Во время Второй мировой выяснилось, что Гитлеру в самые трудные месяцы 41-го сопротивлялись только два этноса: этнические русские и этнические сербы.

«Этнические сербы» — понятие условное: «сербами» стали в XIX веке называть себя все христиане-некатолики (православные и представители малых церквей — вне зависимости от национальности) близлежащих к Сербии земель, после того, как в результате освободительного от турецкого ига восстания образовалось это государство. Но и в прежние времена сербами себя называли выходцы из разных народов. В частности, в XIV–XV веках в православной Сербии (а может, наоборот — в сербском православии?) спасались от «внешнической» католической инквизиции еретики со всей Европы — разумеется, неугодниками были не все беглецы, бежали в Сербию также и «внутренники» самых разных национальностей.

Вообще, размышляя над историей Югославии и сербов в особенности, трудно не сообразить, что многие из обрушивавшихся на сербов несчастий — карательные крестовые походы, нашествие мусульман, нападение гитлеровцев — вели к очищению их от «внешников» в первую очередь. Протосербов пространственно пододвигали, не желавшие стайного «внешничества» компактно уходили в сторону, а «внешники» оставались и массово принимали ислам или католичество — в зависимости от внешней атрибутики волны насильников. Результаты этого расслоения классически проявлялись во все времена, даже во времена социалистического лагеря: югославский социализм был существенно более торговый и капиталистический, чем в остальных социалистических странах. Внутри же страны сербы отличались от, скажем хорватов, с готовностью работающих на конвейерах, своими крестьянскими пристрастиями и тем, что они им не изменяют, несмотря на более низкий, чем у хорватов, уровень жизни.

В результате и образовалась современная Югославия, в которой все говорят на сербскохорватском, но католики-хорваты и косовские мусульмане зверски ненавидят сербов якобы за православие. Стайное начало на планете с этой ненавистью солидаризируется — вплоть до угроз вторжения со стороны Америки и НАТО. Сербы были костью в горле не только у римских пап, но и у Гитлера, на которого, как известно, крестились набожные католички.

Ненависть — как «внешников», так и «внутренников» — подтверждает: в Сербии действительно веками собирались неугодники.

Все эти проявления и «притягиваемые» события небезынтересны, однако, такой способ постижения, скорее, академичен — взять хотя бы малоизвестное знание о средневековых еретиках.

Исходные данные:
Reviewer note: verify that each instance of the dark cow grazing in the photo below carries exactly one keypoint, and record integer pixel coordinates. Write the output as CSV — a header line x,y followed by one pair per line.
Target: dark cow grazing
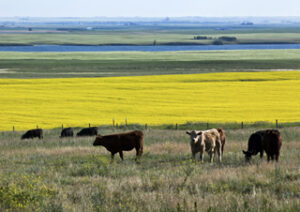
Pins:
x,y
117,143
271,144
67,132
91,131
222,137
264,140
33,133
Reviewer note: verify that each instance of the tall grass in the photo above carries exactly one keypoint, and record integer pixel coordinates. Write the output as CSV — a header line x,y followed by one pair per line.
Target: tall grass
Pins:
x,y
72,175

Задания:
[a] Выпишите из текста о сербах фрагмент, начинающийся словами «В результате и» и заканчивающийся словами «крестились набожные католички.».
[b] Оформите в виде нумерованного списка строки записей, начиная со строки, которая содержит «Reviewer note: verify that each instance of the tall», и заканчивая последней строкой записей. Пустые строки не включайте.

Ответы:
[a]
В результате и образовалась современная Югославия, в которой все говорят на сербскохорватском, но католики-хорваты и косовские мусульмане зверски ненавидят сербов якобы за православие. Стайное начало на планете с этой ненавистью солидаризируется — вплоть до угроз вторжения со стороны Америки и НАТО. Сербы были костью в горле не только у римских пап, но и у Гитлера, на которого, как известно, крестились набожные католички.

[b]
1. Reviewer note: verify that each instance of the tall grass in the photo above carries exactly one keypoint, and record integer pixel coordinates. Write the output as CSV — a header line x,y followed by one pair per line.
2. Target: tall grass
3. Pins:
4. x,y
5. 72,175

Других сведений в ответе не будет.